#### YOUR GOAL:
Count the lines in the entries below that contain the string "clay", and reply with the number alone.

━━ INPUT FOR THIS TASK

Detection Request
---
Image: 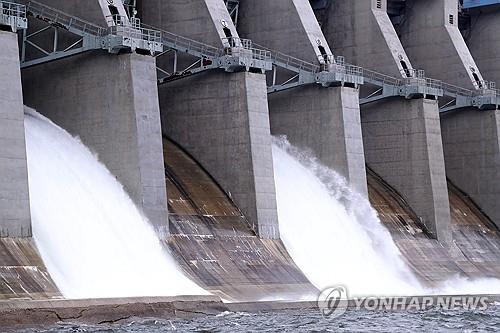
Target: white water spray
[273,138,500,296]
[25,111,207,298]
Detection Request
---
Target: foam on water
[25,111,207,298]
[273,138,500,296]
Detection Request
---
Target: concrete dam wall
[0,0,500,301]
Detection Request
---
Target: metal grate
[0,1,28,32]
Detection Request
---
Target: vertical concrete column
[441,110,500,227]
[401,0,500,225]
[140,0,279,239]
[361,99,451,243]
[324,0,412,77]
[22,0,168,235]
[34,0,127,27]
[0,31,31,237]
[454,6,500,227]
[466,6,500,84]
[400,0,484,89]
[325,0,451,243]
[269,86,367,195]
[238,0,367,195]
[23,51,168,235]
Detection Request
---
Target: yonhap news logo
[317,286,490,318]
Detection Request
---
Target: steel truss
[17,1,162,68]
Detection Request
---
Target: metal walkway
[150,30,272,84]
[18,0,162,68]
[6,0,500,112]
[0,1,28,32]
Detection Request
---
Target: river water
[8,305,500,333]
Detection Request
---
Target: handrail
[0,0,26,18]
[143,24,224,59]
[253,43,320,74]
[23,0,107,37]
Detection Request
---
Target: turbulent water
[273,138,422,296]
[25,111,206,298]
[273,138,500,296]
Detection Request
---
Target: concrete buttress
[0,31,31,237]
[400,0,500,226]
[238,0,367,196]
[325,0,451,243]
[22,0,168,235]
[139,0,279,239]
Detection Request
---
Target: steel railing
[254,43,320,74]
[222,37,271,62]
[106,15,162,43]
[0,1,28,31]
[0,1,26,19]
[21,0,107,37]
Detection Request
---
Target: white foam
[25,111,207,298]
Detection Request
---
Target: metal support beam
[18,1,163,68]
[0,1,28,32]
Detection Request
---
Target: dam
[0,0,500,327]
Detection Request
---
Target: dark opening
[400,60,411,77]
[472,73,483,89]
[223,27,233,38]
[108,5,120,24]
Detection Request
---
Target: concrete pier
[0,31,31,237]
[325,0,451,243]
[400,0,500,226]
[139,0,279,239]
[238,0,367,195]
[460,5,500,227]
[361,98,451,242]
[324,0,412,77]
[400,0,484,89]
[22,1,168,234]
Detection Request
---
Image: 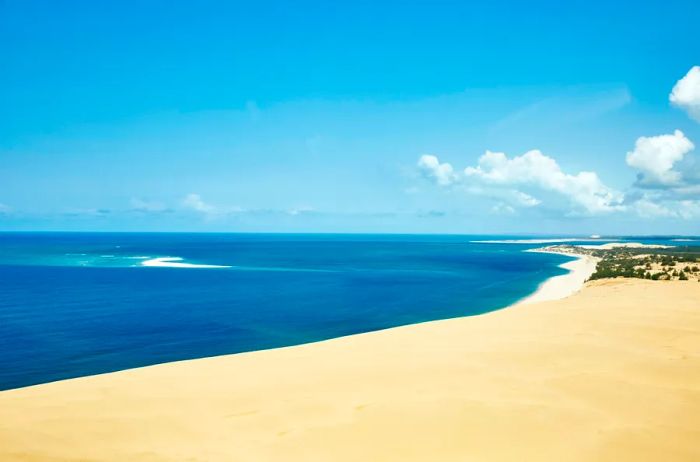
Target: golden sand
[0,280,700,462]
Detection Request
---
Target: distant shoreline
[511,248,600,306]
[0,276,700,462]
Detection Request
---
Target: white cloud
[627,130,695,186]
[668,66,700,122]
[418,154,457,186]
[130,197,167,212]
[182,193,245,217]
[631,193,700,220]
[464,150,623,214]
[491,202,515,215]
[287,205,315,216]
[182,193,217,214]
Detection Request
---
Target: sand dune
[0,280,700,462]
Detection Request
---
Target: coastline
[0,276,700,462]
[510,248,600,307]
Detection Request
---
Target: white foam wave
[469,237,598,244]
[141,257,230,268]
[578,242,673,250]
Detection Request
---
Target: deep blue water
[0,233,688,389]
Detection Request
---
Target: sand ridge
[0,279,700,462]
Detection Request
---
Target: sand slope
[0,280,700,462]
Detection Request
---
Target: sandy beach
[517,249,599,304]
[0,279,700,461]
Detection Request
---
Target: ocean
[0,233,688,390]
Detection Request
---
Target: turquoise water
[0,233,660,389]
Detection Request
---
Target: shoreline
[0,276,700,462]
[520,248,600,308]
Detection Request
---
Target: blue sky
[0,0,700,234]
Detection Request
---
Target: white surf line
[576,242,674,250]
[515,249,600,305]
[469,237,615,244]
[141,257,231,268]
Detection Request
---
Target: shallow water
[0,233,680,389]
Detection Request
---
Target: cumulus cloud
[418,150,624,214]
[668,66,700,122]
[418,154,457,186]
[182,193,245,217]
[464,150,623,214]
[627,130,695,186]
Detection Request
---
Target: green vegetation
[550,245,700,281]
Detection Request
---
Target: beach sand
[0,279,700,462]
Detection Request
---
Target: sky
[0,0,700,235]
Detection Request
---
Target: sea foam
[141,257,231,268]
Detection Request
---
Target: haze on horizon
[0,0,700,234]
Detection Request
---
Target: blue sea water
[0,233,688,390]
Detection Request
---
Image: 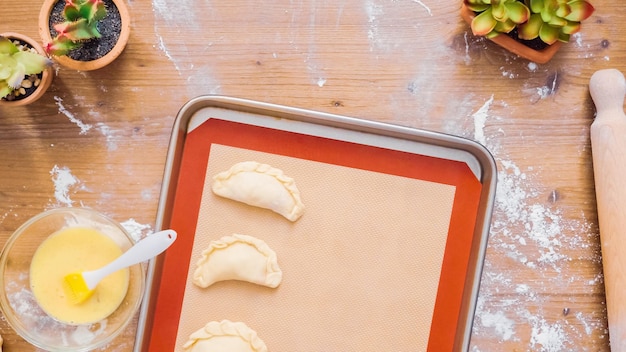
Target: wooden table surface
[0,0,626,352]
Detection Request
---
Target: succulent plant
[463,0,595,44]
[0,36,52,98]
[464,0,530,38]
[518,0,595,44]
[45,0,107,56]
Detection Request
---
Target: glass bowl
[0,208,145,352]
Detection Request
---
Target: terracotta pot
[39,0,130,71]
[0,32,54,106]
[461,4,562,64]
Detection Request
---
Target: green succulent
[0,36,52,99]
[45,0,107,56]
[464,0,530,38]
[518,0,595,44]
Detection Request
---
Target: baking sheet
[134,95,490,351]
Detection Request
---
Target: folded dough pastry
[212,161,304,221]
[183,320,267,352]
[193,234,283,288]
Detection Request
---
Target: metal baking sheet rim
[133,95,497,352]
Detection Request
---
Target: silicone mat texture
[150,119,481,352]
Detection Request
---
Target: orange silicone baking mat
[144,118,482,352]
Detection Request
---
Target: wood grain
[0,0,626,352]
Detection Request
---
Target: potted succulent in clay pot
[39,0,130,71]
[0,32,54,106]
[461,0,594,64]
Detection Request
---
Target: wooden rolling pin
[589,69,626,352]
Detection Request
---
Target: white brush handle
[82,230,177,290]
[589,69,626,352]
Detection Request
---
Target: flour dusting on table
[471,96,606,352]
[50,165,81,207]
[54,96,93,134]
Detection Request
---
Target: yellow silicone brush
[63,230,176,304]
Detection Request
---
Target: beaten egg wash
[30,227,130,325]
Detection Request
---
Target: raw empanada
[212,161,304,221]
[193,234,283,288]
[183,320,267,352]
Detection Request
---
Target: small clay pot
[461,4,562,64]
[0,32,54,106]
[39,0,130,71]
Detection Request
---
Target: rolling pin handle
[589,69,626,352]
[589,68,626,118]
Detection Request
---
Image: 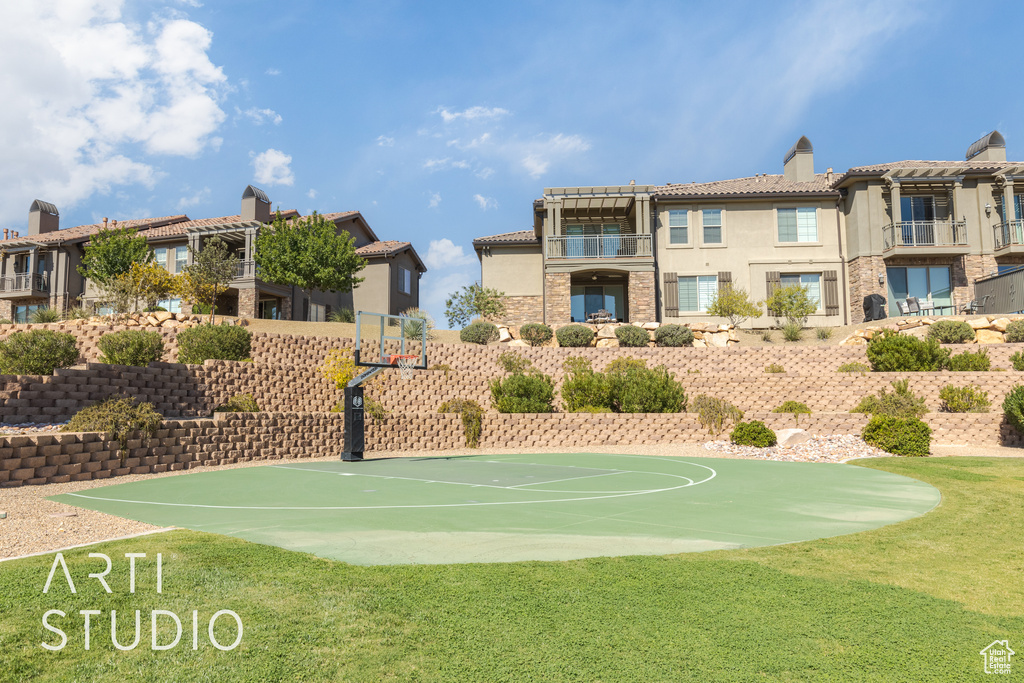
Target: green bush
[861,415,932,456]
[519,323,555,346]
[654,325,693,346]
[459,321,499,344]
[867,330,949,373]
[939,384,992,413]
[850,380,928,418]
[946,349,992,373]
[729,420,778,449]
[690,393,743,436]
[561,355,611,413]
[604,358,686,413]
[555,325,594,347]
[178,325,253,366]
[213,393,259,413]
[97,330,164,367]
[437,398,483,449]
[0,330,78,375]
[60,396,164,460]
[615,325,650,348]
[1005,321,1024,344]
[928,321,974,344]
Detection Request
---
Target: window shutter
[824,270,839,315]
[718,270,732,292]
[662,272,679,317]
[765,270,782,316]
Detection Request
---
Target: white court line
[65,454,718,510]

━━━━

#### RESPONSE:
2